TEKST DO PRZECZYTANIA:
__________

Post » Pt paź 31, 2003 12:21

Moja mała cholercia wczoraj wieczorem wykręciła mi podobny numer. Zrobiłam dziecku kolację, kanapeczki z szyneczką ,lładnie ułożone na tależyku i postawiłam na stole w kuchni. Chyba mi Pan Bóg rozum za karę jakąś odebrał :twisted: Jak weszłam po 15 minutach to kanapeczki leżały dalej tyle że juz bez szyneczki a Krecia bezczelnie siedziała pod stołem i oblizywała wredne pycho :evil: Na moje wymówki zareagowała bardzo wymownie - spojrzała wyniośle (co się ta baba tak drze 8O , przecierz grzecznie zjadłam co zostawiła) , podniosła ogon i poszła. Ręce mi opadły i przygotowała drugą kolacje, HA!

Kretka

 
Posty: 614
Od: Śro paź 15, 2003 14:48
Lokalizacja: Poznań

Post » Pt paź 31, 2003 12:31

nie dziwię się, kiedy robią to kiedy nie patrzę - kiedy robią wtedy, kiedy patrzę to jest przegięcie i zgwałcenie granicy;
o!
pozdrawiam
Yes, a Jedi's strength flows from the Force. But beware of the dark side. Anger, fear, aggression; the dark side of the Force are they. Easily they flow, quick to join you in a fight.

Greebo

 
Posty: 315
Od: Wto lip 29, 2003 21:35
Lokalizacja: Warszawa

Post » Śro lis 05, 2003 10:04

kolejna odsłona zmagań z życiem i jego problemami, chwilowo manifestującymi się kotomorficznie...
po raz kolejny okazuje się, że tryb 'odcięcie od świata' przed snem jest znakomitym patentem: pozbawia mnie co prawda jakże słodoko - sielskiego efektu pt. kotek na nogach/koło głowy/generalnie obok, ale i pozbawia jakże zabawnych dla wszystkich innych osób, poza jedną przeżyć; tą jedną osobą jest bohaterka wydarzeń, moja ukochana rodzicielka...

__________

WYCIĄG DANYCH:
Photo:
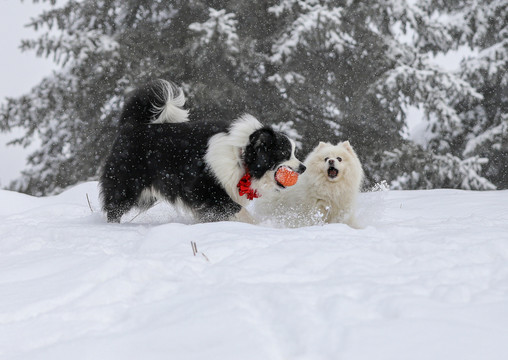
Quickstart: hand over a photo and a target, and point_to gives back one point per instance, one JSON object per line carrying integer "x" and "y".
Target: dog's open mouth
{"x": 333, "y": 172}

__________

WYMAGANIA:
(a) Proszę wypisać wszystkie daty i godziny publikacji postów podane w tekście o kotach.
(b) Proszę kontynuować tekst o kotach, zaczynając zaraz po jego ostatnim zdaniu.

ODPOWIEDZI PO KOLEI:
(a)
Pt paź 31, 2003 12:21
Pt paź 31, 2003 12:31
Śro lis 05, 2003 10:04

(b)
kot w nocy śpi - każdy wie, że to bujda, zwłaszcza ten, kto ma kota...kot śpiący w nocy to aberracja, wyjątek złośliwie potwierdzający regułę; kot w nocy robi 'coś' - o ile to 'coś' to ganianie się, jest ok, gorzej gdy zapewnia takie atrakcje, jak 'pac, pac' nie 'tłusty, różowy deszcz' (nawiązując do pewnej piosenki), ale cięzki, papierowy grad - koty zrzucają książki...co więcej, głównym podejrzanym jest wspominany niejednokrotnie tzw. mój kastrat, czyli kot, który mnie pokochał miłością wielką a irracjonalną; ostatnio jednak kotes zafundowały mojej rodzicielce charakteryzację w typie Wiedźmina - jakże twarzową szramę biegnącą od nose w kierunku oka...rodzicielka miała sie obudzić zalana krwią, generalnie sceny jak z horroru; aha, twarz się bardzo ładnie goi, tragicznie nie jest;
choróbsko powoli mnie opuszcza - robi to jedna w sposób niezwykle powolny...na dodatek stwierdziłem, że diagnoza o mononukleozie została postawiona 18 października (wcześniejsze dwa tygodnie to leczenie najpierw pseudogrypy, potem anginy), a leczenie i zdrowienie może potrwać spokojnie do 6 tygodni...zgroza! ja już dostaje szału, po miesiącu bez sportu i wychodzenie na dwór (z pominięciem takich rozrywek jak lekarze i szpital), z ścisłym zakazem ćwiczeń fizycznych dochodzę do wniosku, że moje mięśnie się uwstecznią...
no nic, powoli do przodu
:-)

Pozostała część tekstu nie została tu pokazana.